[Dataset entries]

◆ ◆ ◆

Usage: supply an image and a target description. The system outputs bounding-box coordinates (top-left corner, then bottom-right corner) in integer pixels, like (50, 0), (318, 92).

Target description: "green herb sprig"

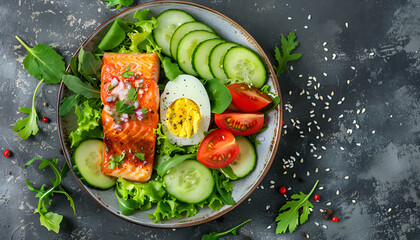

(276, 180), (319, 234)
(25, 158), (76, 233)
(274, 32), (302, 77)
(201, 219), (252, 240)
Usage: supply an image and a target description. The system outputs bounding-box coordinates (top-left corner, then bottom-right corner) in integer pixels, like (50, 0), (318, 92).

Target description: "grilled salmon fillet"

◆ ◆ ◆

(Exercise goal): Please update the rows above by changing every "integer pixels" to "whole-number pixels" and leaving the rest unchanged. Omit the pictures from your answer.

(Written solution):
Usage: supply an image and a target description. The system outputs bounding-box coordinates (top-left corner, then bottom-right corner) in whole-number pixels, like (50, 0), (318, 92).

Target description: "green herb sprig"


(276, 180), (319, 234)
(25, 158), (76, 233)
(274, 32), (302, 77)
(201, 219), (252, 240)
Usage: supply an image and a target description. The system outputs bounding-box coordinates (top-left corner, then bottom-right corner) in whole-number pixels, like (50, 0), (318, 92).

Target description: "grilled salmon fillet"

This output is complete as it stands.